## Document
┌──

Jason Baehr& Janelle Aijian

Fighting the Fear of Failure: Engineering Success for Every Student

Professor of Philosophy, Loyola Marymount University
Assistant Professor, Torrey Honors Institute, Biola University
July 3, 2015

A great challenge to teaching is helping every student, not just the ones with natural intelligence, good test-taking abilities, or quick learning skills. Jason Baehr asks how we can care and educate the students who take longer, experience more challenges, and have a fear of failure.


So, even in our best moments when we’ve got the best texts, and we’re performing well in our capacity as teachers. We’re using good methods, we’re modeling good thinking, at least if your experience is anything like mine, there are still going to be a few students, right? Whose looks on their faces suggest that they’re not on board. They’re not buying it.

And one of the things, and that group can be larger or smaller, but one of the things that I’m really interested in is, what do we do about them, right? So when some of the standard methods for fostering intellectual virtues aren’t working right, right? What if anything can we do to get some of those other students on board?

Well, I think we can engineer successes for them. Because we enjoy things that we succeed at. We liked those moments of triumph. If a student is tuned out and disgusted with what’s going on in the class, one way to do it is to, to try to marginalize the really active, smart kids. [laughs] For a moment. And concentrate on the one who’s slow. And then make it maybe simple enough so that he or she actually can have a success.

I like that and I think one point that illustrates is how it’s worth asking of ourselves, when we encounter students like that, what’s getting in the way? Because like you were saying, the goods that we’re trying to, we’re inviting them to pursue and enjoy are genuine goods. And so something’s gotten in the way. And so asking what are the obstacles? What messages are they telling themselves? That are getting in the way of their engagement.

And I think often it will be something like well, I’m just not, I can’t do it, I’m not competent, right? Or I’m too afraid to fail, right? So asking what are those messages and then trying to create opportunities in the classroom to address those, whether engineering for success or in the case of fear of failure, right? Being a little bit, having a classroom wide discussion about, look, we’re all afraid of failure, right? And yet that kind of fear can be paralyzing.

And if it takes over, you’re never going to engage. And if you don’t engage, you’ll never really going to grow. That seems like one really helpful way to think about it. I also think too that the kind of relationships that we have with students. They need to know that our classrooms are safe and respectful places, right? And it’s fascinating to me why that’s the case. And I think at least part of why it’s the case is that character change is profoundly personal, right?

└──

## Given records

┌──

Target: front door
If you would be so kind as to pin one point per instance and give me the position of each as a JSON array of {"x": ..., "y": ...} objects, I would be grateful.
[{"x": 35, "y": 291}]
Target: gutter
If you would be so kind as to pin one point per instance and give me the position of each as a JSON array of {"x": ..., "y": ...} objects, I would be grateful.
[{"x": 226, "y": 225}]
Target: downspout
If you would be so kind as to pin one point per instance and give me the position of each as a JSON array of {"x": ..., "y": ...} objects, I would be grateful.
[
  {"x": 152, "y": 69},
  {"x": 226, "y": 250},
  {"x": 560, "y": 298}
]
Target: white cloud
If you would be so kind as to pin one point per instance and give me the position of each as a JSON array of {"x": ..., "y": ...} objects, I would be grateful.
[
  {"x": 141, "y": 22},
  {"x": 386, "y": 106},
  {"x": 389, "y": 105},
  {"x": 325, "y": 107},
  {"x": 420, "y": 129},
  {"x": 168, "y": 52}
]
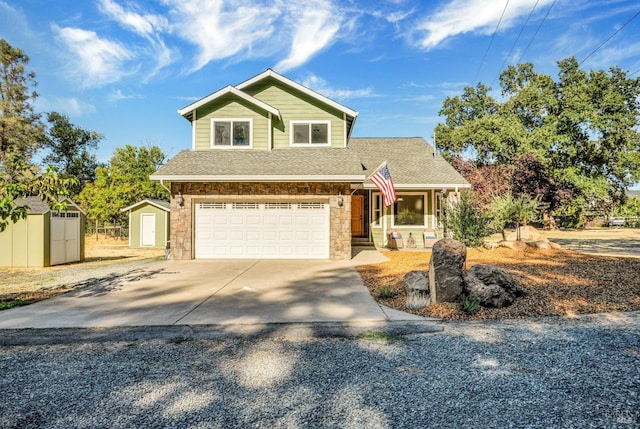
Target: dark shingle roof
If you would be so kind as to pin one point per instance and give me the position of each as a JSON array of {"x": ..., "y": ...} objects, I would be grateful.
[
  {"x": 247, "y": 164},
  {"x": 410, "y": 160},
  {"x": 38, "y": 206},
  {"x": 161, "y": 204}
]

└──

## Problem set
1) Decide whether each statement agrees with the transcript on fighting the fear of failure. Answer yes or no for each, quoting the transcript's deciding words. (a) The students who are not on board are always a small group. (b) People enjoy things that they succeed at. (c) Character change is profoundly personal.
2) Resume the transcript on fighting the fear of failure after its final sentence.

## Answers to each task
1)
(a) No: "that group can be larger or smaller"
(b) Yes: "Because we enjoy things that we succeed at."
(c) Yes: "character change is profoundly personal"

2)
By trying to help them grow in these qualities, we’re asking them to internalize new values and practices and habits. That’s extremely personal. And I think, just as kind of a matter of common sense, we aren’t generally open to deep personal change in relationships or environments that feel unsafe or hostile. So being able to show students that, look, this isn’t a classroom where you gonna get personally attacked. It’s a classroom that I think classroom that values intellectual humility.

Talking about placing values on certain things in the classroom. Like elevating the value of intellectual humility. Where it’s as good or better to explain what you don’t know or what you’re struggling with, or to try to overcome something that you’re struggling with. Where that’s rewarded just as much if not more than getting the right answer and getting it as fast as you can.

Yeah, I think there’s a profound good in the kind of relationship between a student and a teacher. Where the student isn’t motivated so much by grades anymore as they are by wanting to, the negative way to put it is wanting to be sort of approved of by their teacher.

But it’s actually wanting to have a relationship of respect with someone if that’s an opportunity. I respect this person, and I know that if I do my best, they will respect me too. That’s so much better as a motivator than any kind of, sort of selfish, I need to get an A in this so I can go to med school kind of mentality.

And wrapped up in that too I think is often the experience of admiration and emulation, right? In the same way that I want to have a mutually respectful relationship with this person where we’re together, we’re pursuing something that’s good. I also, I want to be like that person. I want think like that person. I want to have the loves that person has. That’s attractive.